[[ Selected passage open ]]

Why is it that every time I go to Sloan I feel like they're just seeing how much they can torture me before I crack? Today I had my first follow up visit since the surgery. My x-rays were scheduled for 11:45am and my appointment with my lung doctor was at 12:15pm. As my parents and I have learned from previous visits, we might as well just show up three hours late from the get-go...but since WE'RE not allowed to be late, we usually just ask how much time we'll inevitably be waiting before I'm seen and sometimes get something to eat or walk around the city. My x-ray appointment was actually only running about 10 minutes behind (miraculously) so when we were told that my appointment with the doctor was only a half hour behind, it was like an early Christmas gift. Could we actually get out of Sloan at a reasonable hour this time? Two and a half hours later I was finally seen. I just don't understand the concept of making an appointment for a certain time when I am legit NEVER seen within even an hour of when I'm scheduled for at that place. It's pure torture. Today wasn't so bad because I knew I wouldn't be getting probed and prodded and stabbed with needles - but for the appointments where I do, it's horrible. As if people who have to have appointments at that hospital aren't stressed enough, then they are forced to wait for three hours. I can't stand it.
My doctor said that the x-ray's looked good and took the bandages off. I was glad. I've been wanting to take them off myself but I didn't know if that (knowing my luck) would've caused the wound to mysteriously break open and cause a whole mess of additional problems.
I was informed that he would need to see me every 4 months for CT Scan's and a check up for a year. I was actually kind of happy about this news - not because I have to come back every 4 months (because that sucks) but because it would only be for a year and then I would switch to every 6 months again. The thing that blows hardcore is that not only do I now have to see my lung doctor, but I also have to coordinate seeing my regular doctor at Sloan as well. He informed me that he would want to see me every 3 months again when the mass in my lung was detected.
So now I have to look forward to basically spending the ENTIRE day at Sloan whenever I have my 4 month check up. There have been times I've waited three hours for an appointment. So what happens now? My CT Scans will always be the first appointment because I get wet reads done (the scans are read the same day as they're taken). Then I guess it's a toss up of whoever has an earlier time slot open that day followed by the second doctor. But now we will run into problems since every time I go my appointments are always running late. What happens when my first doctor appointment is two hours behind and then forces me to be late to my second doctor appointment? I will seriously be at Sloan from 8am until 9pm. I know it already. It will be a day full of torture. Torture since I'll be getting needles which I love so much. Torture since I'll be getting a physical which I love so much. Torture since I'll seriously be spending about 12 hours in a hospital filled with sick and pain stricken Cancer patients...which causes me so much anxiety I can't even begin to explain it. I'm getting anxiety just thinking about it!
The good news is that I'm starting to feel better day by day...although a few days ago I was blessed with a new pain. I must have strained myself doing housework or carrying around the laundry basket or something because I seriously couldn't stand or sit or walk or pee or sneeze without my lower stomach killing me. I could actually touch the pain because it was inside where the path of my laparoscopic surgery was. I can feel some scar tissue there to begin with but it was as if I popped something or pulled something in there. I really thought I was going to have to live with this new pain for a while but luckily it went away in a few days.

[[ Selected passage closed ]]

**Things to do**
**a.** Write out everything in the Sloan follow-up post from "My doctor said" down to "of additional problems.", substituting "dressings" for "bandages".
**b.** For each statement, say whether it agrees with the Sloan follow-up post, answering yes or no and quoting the words of the post that decide it: (i) The x-ray appointment ran about 10 minutes behind. (ii) The lung doctor will see the writer every 6 months for the next year. (iii) The new pain in the lower stomach went away within a few days.

[[ Given records open ]]

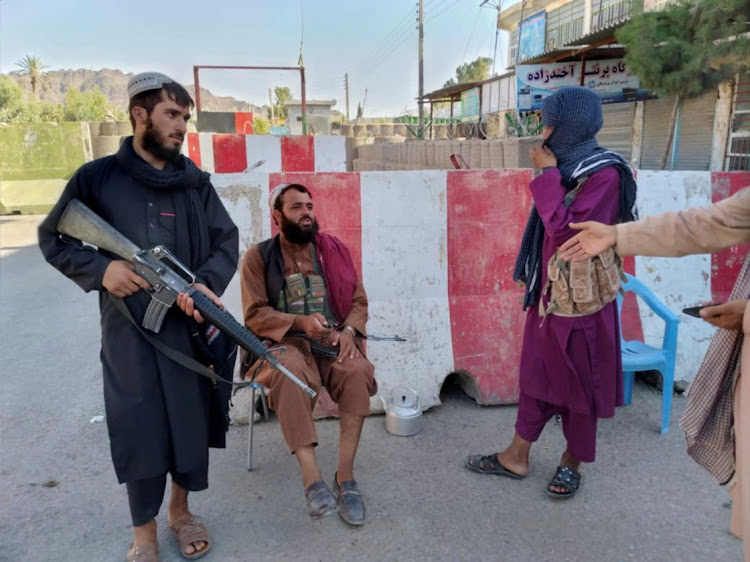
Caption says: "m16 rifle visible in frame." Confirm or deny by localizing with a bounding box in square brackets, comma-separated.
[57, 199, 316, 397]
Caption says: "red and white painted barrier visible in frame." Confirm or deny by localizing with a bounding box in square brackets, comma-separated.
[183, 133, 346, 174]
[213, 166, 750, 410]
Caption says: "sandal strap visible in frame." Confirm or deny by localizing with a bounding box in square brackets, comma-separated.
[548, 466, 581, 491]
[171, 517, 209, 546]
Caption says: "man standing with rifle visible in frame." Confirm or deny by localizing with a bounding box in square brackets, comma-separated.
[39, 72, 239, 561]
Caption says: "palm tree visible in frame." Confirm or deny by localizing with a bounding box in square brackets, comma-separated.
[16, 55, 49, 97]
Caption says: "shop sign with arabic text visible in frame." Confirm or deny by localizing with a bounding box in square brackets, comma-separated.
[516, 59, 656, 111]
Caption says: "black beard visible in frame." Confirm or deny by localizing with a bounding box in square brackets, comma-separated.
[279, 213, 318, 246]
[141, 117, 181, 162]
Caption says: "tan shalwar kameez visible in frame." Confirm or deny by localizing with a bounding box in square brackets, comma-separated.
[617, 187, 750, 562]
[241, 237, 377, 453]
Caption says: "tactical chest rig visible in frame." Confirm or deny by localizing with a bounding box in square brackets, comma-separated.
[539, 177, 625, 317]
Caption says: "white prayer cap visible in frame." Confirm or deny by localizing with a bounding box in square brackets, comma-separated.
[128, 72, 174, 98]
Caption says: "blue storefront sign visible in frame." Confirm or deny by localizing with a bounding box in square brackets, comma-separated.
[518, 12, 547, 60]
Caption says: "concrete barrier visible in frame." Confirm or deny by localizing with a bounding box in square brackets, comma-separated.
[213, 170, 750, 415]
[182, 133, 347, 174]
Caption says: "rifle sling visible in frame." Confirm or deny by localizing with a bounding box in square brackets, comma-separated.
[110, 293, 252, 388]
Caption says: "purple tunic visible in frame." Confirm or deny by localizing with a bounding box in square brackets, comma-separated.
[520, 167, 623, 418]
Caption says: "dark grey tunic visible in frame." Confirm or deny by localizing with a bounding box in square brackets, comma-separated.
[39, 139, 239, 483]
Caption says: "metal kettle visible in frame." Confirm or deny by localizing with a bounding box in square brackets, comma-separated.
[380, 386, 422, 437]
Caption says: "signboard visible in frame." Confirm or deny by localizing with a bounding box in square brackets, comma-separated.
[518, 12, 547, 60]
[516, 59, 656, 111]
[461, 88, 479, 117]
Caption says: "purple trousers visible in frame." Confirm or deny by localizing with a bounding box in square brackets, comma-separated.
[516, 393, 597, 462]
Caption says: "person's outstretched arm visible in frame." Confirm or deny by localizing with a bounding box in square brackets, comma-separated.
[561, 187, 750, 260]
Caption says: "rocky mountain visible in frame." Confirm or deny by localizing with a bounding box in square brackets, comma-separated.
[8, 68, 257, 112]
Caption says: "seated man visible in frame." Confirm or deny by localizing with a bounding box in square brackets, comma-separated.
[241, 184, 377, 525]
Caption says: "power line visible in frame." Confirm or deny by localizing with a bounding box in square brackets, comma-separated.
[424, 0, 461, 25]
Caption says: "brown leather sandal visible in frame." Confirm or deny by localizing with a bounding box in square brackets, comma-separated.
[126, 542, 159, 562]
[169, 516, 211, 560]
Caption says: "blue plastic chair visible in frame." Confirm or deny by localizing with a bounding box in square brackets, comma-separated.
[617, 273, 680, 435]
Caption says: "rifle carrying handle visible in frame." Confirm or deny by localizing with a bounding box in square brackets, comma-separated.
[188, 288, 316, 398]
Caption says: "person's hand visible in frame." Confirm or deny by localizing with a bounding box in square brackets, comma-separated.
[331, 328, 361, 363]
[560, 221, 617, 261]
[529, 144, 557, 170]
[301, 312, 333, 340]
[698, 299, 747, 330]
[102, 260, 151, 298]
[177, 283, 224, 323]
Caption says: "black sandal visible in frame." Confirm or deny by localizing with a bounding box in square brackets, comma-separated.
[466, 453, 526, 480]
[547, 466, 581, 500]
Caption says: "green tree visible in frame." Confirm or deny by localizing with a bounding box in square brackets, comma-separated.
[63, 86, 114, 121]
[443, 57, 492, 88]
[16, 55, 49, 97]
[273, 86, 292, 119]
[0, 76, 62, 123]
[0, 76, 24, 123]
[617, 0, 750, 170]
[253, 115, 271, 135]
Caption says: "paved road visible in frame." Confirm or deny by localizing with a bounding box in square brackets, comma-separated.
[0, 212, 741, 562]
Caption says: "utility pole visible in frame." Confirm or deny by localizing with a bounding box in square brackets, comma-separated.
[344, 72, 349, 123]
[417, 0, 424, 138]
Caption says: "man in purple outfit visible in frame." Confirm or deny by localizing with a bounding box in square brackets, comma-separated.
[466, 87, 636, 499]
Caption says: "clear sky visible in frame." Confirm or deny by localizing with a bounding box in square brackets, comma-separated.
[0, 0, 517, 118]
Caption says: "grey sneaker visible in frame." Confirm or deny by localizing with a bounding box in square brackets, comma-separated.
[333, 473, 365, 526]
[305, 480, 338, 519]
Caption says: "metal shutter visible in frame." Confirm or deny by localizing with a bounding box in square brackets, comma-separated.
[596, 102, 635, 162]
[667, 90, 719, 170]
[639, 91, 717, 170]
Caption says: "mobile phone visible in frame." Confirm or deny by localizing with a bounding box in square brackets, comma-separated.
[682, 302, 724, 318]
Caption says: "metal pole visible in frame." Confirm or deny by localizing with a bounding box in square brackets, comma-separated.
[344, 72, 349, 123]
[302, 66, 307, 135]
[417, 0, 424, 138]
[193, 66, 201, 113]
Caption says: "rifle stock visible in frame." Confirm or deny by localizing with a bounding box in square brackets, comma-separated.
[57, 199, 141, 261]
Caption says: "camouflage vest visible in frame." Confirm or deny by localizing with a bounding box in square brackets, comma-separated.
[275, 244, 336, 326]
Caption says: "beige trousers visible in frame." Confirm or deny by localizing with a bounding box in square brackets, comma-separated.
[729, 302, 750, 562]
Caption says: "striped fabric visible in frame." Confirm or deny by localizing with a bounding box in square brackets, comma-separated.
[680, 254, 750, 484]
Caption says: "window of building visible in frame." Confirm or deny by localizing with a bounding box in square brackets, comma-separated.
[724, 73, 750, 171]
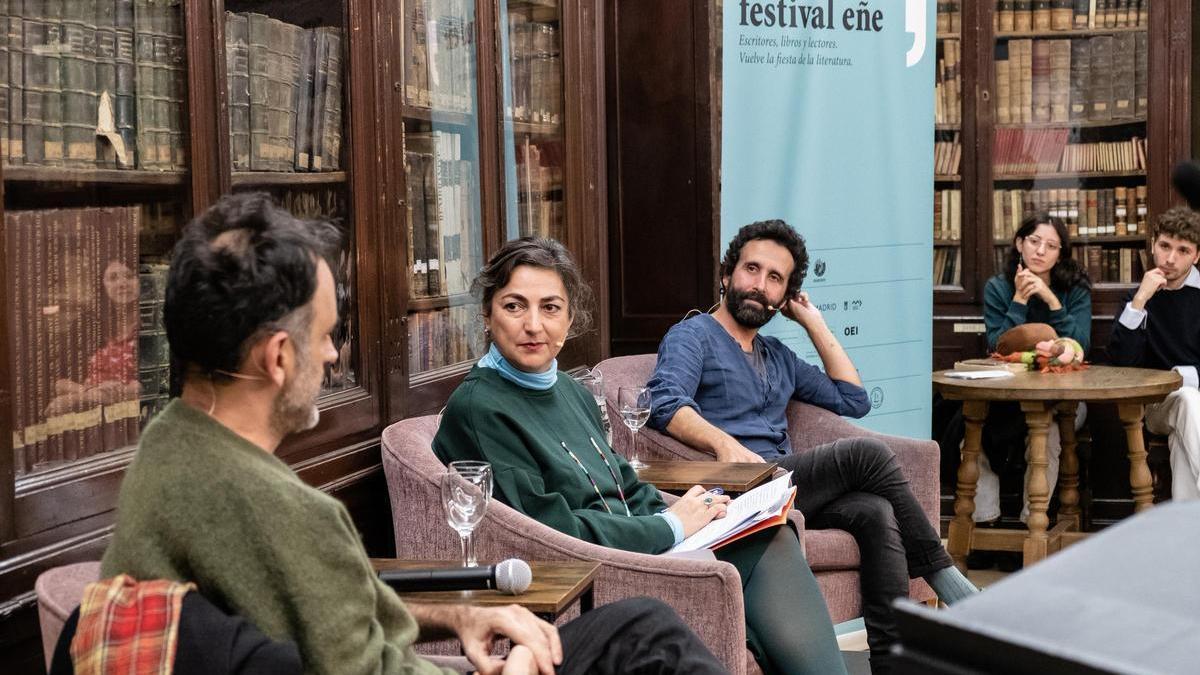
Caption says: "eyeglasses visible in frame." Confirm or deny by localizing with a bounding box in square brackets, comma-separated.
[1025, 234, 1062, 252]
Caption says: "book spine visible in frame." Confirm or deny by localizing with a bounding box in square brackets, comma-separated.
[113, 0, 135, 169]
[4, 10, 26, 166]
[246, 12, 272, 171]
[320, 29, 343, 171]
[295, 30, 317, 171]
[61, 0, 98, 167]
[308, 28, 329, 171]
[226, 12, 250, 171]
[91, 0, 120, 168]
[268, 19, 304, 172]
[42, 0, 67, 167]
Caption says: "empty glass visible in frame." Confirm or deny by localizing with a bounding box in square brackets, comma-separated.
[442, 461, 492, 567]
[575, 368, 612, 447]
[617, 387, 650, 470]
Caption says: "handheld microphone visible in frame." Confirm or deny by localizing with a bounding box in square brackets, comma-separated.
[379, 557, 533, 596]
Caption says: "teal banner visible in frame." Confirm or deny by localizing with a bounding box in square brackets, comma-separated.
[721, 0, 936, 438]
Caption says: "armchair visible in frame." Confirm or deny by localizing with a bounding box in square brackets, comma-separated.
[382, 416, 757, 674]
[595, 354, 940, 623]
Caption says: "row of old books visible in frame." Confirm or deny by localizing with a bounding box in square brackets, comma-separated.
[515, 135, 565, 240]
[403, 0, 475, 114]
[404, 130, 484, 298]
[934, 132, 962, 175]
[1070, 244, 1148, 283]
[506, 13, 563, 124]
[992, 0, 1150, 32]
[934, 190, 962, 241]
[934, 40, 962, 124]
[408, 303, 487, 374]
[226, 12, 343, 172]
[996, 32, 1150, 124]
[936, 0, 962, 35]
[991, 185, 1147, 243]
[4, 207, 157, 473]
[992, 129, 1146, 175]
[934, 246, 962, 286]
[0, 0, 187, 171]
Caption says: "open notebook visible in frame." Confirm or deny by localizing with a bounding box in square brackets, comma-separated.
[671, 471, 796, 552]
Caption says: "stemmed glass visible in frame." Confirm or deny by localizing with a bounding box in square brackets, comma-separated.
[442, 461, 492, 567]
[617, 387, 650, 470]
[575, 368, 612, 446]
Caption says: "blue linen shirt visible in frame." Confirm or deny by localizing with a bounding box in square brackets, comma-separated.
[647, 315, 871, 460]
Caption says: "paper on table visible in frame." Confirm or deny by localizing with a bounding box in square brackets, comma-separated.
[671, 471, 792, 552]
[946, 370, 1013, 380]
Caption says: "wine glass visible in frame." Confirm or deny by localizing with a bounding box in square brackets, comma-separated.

[[ Given records closed ]]
[[ Given records open ]]

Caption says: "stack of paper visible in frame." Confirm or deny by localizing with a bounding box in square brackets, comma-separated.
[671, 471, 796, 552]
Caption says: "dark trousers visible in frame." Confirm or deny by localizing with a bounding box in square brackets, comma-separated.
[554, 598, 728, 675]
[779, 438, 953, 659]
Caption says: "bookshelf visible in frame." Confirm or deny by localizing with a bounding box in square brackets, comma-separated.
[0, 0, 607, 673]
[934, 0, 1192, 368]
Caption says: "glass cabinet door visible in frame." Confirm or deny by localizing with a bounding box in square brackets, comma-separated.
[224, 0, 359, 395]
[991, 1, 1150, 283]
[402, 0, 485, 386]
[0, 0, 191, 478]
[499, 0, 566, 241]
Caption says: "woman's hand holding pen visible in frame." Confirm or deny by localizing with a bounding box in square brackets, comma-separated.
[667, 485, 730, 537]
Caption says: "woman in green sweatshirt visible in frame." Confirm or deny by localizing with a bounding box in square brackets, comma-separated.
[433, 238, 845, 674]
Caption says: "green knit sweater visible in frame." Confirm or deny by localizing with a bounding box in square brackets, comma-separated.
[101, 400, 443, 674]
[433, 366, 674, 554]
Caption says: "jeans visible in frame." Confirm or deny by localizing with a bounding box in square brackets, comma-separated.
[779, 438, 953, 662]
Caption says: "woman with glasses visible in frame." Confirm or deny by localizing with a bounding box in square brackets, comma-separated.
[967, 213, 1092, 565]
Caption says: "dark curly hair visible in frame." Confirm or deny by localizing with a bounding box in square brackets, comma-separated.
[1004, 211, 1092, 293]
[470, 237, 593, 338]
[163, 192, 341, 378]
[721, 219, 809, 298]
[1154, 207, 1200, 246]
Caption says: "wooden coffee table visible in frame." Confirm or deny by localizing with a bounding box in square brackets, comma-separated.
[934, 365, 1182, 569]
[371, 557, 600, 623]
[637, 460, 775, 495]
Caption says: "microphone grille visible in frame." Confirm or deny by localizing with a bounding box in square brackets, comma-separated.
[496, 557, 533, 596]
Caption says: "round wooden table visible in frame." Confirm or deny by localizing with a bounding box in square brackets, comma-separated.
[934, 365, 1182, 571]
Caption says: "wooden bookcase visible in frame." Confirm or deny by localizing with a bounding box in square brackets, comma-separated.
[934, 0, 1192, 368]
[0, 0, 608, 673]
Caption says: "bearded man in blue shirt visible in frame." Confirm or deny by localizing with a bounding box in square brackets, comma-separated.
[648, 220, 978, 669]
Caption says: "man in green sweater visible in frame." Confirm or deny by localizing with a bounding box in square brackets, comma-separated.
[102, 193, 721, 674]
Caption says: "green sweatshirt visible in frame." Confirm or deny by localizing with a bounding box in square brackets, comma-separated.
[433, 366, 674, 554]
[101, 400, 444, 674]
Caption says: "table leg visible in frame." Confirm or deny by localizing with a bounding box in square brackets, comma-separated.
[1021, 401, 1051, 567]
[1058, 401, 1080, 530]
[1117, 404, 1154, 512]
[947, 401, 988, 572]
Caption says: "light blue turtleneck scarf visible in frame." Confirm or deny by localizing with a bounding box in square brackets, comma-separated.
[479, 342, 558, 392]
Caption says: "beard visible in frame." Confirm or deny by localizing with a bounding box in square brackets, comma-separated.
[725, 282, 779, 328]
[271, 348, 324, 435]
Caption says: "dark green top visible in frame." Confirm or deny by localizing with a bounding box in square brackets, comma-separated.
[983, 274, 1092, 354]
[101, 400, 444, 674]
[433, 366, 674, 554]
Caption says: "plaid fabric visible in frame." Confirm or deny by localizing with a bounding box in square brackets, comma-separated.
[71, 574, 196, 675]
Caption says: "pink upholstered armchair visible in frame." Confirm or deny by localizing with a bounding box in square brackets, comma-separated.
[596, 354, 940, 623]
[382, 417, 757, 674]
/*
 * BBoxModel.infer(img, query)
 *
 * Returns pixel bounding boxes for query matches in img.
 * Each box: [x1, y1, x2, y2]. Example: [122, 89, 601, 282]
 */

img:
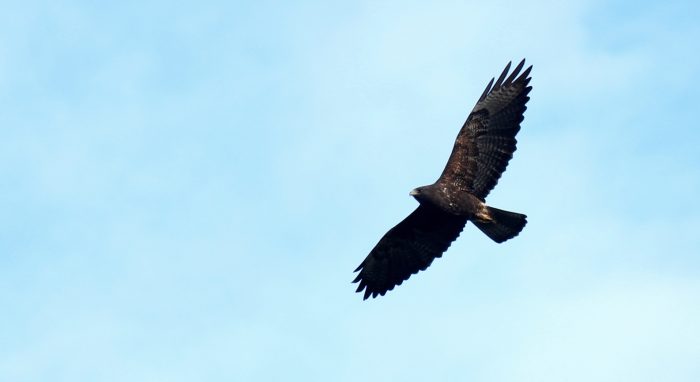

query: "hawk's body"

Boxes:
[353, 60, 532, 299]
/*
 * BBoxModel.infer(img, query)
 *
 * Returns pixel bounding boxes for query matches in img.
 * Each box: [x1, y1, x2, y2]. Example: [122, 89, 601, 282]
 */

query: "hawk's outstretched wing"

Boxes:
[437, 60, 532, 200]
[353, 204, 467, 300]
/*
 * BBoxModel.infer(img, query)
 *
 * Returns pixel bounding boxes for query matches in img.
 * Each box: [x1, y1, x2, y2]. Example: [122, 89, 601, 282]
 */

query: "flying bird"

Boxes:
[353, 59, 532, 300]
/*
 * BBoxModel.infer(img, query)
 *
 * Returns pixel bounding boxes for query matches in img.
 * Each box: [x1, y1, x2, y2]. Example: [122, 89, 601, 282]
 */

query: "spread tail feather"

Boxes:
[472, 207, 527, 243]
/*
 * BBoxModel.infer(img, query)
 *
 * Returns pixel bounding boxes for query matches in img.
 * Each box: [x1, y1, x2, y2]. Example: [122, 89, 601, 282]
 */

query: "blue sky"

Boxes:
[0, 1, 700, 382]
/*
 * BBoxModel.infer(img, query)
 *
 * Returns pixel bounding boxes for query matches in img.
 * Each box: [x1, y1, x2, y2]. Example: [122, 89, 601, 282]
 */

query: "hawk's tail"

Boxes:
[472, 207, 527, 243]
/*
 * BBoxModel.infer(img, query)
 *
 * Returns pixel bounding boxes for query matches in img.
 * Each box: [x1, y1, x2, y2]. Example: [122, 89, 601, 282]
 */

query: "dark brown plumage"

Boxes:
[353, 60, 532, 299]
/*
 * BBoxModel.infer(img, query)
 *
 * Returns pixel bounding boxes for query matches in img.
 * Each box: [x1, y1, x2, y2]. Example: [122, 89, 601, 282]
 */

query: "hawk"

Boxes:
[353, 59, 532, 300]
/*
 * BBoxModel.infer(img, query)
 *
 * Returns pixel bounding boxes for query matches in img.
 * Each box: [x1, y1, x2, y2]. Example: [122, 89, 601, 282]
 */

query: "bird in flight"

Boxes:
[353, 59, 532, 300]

[[ Given records closed ]]
[[ Given records open ]]

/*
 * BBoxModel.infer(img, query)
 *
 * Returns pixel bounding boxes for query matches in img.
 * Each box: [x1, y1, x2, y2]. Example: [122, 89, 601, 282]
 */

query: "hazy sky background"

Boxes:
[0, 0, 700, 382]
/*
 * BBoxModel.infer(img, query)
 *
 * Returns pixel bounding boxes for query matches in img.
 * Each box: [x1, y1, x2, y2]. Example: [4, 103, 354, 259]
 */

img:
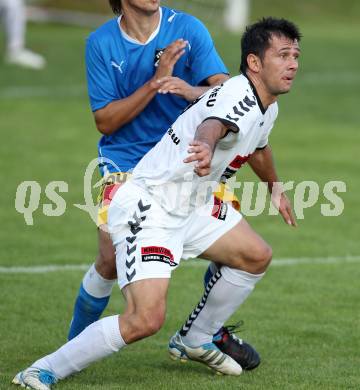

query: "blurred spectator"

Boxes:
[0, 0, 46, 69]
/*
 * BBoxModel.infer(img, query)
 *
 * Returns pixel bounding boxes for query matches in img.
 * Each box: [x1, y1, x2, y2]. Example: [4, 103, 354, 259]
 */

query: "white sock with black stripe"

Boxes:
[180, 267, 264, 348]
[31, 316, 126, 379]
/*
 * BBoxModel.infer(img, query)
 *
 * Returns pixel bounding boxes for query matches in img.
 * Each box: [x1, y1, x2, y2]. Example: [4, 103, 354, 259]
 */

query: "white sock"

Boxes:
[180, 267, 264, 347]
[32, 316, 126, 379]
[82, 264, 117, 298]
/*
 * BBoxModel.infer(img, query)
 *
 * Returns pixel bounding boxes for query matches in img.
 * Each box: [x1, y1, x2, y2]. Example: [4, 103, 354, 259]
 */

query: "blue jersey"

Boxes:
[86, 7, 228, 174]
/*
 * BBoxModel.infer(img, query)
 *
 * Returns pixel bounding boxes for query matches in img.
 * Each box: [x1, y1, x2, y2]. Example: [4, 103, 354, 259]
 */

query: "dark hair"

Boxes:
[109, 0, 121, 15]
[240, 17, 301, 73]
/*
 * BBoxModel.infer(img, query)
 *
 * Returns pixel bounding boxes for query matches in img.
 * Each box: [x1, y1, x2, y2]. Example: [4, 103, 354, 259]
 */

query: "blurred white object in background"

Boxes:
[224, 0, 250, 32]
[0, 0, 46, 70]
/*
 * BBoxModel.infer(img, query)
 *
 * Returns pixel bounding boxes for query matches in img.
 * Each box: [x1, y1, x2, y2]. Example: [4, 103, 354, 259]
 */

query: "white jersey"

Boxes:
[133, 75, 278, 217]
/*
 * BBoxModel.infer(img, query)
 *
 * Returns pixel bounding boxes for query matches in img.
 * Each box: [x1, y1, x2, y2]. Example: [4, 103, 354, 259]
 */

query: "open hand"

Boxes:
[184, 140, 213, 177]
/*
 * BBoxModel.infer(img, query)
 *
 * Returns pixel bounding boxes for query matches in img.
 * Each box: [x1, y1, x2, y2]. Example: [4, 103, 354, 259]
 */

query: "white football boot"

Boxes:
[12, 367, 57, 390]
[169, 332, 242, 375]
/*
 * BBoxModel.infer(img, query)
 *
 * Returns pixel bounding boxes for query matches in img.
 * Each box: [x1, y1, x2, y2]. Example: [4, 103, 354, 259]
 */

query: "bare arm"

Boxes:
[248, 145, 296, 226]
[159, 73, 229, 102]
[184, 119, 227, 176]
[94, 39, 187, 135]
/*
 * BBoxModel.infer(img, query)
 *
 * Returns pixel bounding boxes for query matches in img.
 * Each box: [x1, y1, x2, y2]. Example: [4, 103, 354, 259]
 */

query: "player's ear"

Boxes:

[[ Given records closed ]]

**Results of the tasks**
**a.**
My doctor said that the x-ray's looked good and took the dressings off. I was glad. I've been wanting to take them off myself but I didn't know if that (knowing my luck) would've caused the wound to mysteriously break open and cause a whole mess of additional problems.

**b.**
(i) Yes: "My x-ray appointment was actually only running about 10 minutes behind (miraculously)"
(ii) No: "he would need to see me every 4 months for CT Scan's and a check up for a year"
(iii) Yes: "luckily it went away in a few days"